══ Records ══

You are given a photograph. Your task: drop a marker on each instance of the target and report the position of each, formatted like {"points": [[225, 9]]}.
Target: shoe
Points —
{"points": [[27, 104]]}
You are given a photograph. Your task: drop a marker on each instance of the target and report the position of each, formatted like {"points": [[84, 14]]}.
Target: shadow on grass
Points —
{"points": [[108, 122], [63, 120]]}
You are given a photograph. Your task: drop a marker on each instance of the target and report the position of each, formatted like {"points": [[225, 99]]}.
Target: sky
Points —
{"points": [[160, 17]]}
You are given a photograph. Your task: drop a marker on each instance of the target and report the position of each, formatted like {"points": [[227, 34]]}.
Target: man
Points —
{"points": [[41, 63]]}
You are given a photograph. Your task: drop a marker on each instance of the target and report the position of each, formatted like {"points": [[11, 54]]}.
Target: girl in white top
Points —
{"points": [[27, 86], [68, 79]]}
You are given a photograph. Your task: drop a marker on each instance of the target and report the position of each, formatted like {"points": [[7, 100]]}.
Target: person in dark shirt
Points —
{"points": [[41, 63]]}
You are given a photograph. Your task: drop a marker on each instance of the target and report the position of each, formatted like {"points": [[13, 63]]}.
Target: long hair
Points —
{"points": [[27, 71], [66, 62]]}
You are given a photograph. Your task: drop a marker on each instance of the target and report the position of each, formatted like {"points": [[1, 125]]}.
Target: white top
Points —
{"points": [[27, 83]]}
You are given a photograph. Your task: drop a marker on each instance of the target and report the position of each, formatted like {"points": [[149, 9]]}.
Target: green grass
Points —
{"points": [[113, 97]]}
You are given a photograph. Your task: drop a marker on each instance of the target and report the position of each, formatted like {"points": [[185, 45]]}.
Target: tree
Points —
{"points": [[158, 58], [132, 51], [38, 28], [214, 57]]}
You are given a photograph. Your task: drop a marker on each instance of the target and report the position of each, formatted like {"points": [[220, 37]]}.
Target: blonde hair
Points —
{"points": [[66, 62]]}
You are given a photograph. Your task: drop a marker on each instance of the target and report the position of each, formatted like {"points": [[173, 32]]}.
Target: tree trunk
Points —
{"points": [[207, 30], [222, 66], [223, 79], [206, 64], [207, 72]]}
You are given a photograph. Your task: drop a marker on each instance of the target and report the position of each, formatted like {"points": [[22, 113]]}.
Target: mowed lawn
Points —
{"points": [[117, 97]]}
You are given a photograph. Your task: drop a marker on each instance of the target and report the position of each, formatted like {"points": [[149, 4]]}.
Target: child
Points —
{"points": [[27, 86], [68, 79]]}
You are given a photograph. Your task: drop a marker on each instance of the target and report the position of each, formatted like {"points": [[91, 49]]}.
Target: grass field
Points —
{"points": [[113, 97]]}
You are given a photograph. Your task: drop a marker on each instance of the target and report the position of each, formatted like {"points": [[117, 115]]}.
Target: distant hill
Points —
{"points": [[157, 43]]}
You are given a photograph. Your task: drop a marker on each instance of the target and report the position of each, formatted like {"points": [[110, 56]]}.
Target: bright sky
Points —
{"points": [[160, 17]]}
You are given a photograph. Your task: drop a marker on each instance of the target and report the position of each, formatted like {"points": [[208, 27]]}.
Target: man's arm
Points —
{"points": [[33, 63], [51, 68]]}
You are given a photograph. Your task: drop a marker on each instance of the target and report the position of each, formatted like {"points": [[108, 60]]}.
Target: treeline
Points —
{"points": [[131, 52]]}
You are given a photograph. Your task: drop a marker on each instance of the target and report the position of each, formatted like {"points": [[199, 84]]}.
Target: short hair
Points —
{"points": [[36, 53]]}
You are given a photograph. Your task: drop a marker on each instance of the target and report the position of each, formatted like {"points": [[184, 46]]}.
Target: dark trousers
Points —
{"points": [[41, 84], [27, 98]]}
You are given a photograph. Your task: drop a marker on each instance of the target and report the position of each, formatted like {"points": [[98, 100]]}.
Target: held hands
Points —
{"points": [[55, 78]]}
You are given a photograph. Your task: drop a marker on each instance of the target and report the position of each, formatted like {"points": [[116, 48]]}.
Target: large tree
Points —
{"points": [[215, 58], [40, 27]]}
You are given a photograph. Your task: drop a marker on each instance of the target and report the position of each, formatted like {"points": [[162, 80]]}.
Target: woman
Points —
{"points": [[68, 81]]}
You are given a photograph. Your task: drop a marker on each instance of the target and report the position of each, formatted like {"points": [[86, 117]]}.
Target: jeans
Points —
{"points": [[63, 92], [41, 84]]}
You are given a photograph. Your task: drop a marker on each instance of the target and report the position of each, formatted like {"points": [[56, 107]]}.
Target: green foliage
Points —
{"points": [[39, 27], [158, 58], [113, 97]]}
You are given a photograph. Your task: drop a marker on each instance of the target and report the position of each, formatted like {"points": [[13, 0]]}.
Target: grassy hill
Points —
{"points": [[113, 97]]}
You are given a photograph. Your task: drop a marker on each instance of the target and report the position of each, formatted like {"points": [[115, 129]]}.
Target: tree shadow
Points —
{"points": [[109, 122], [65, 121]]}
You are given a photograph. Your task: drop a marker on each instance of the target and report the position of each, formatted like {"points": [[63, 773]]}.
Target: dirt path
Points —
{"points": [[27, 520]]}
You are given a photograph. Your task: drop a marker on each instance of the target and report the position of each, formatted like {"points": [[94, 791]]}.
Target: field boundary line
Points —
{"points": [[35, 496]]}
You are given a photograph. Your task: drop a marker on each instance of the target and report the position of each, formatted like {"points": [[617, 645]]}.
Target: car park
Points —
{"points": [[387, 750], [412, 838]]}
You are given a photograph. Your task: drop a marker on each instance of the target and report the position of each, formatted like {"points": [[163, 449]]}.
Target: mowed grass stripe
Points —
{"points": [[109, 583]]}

═══

● **Your task**: In how many lines of the data above does the string "dark" appear? Case counts, and give only the number.

● **Task response**: 2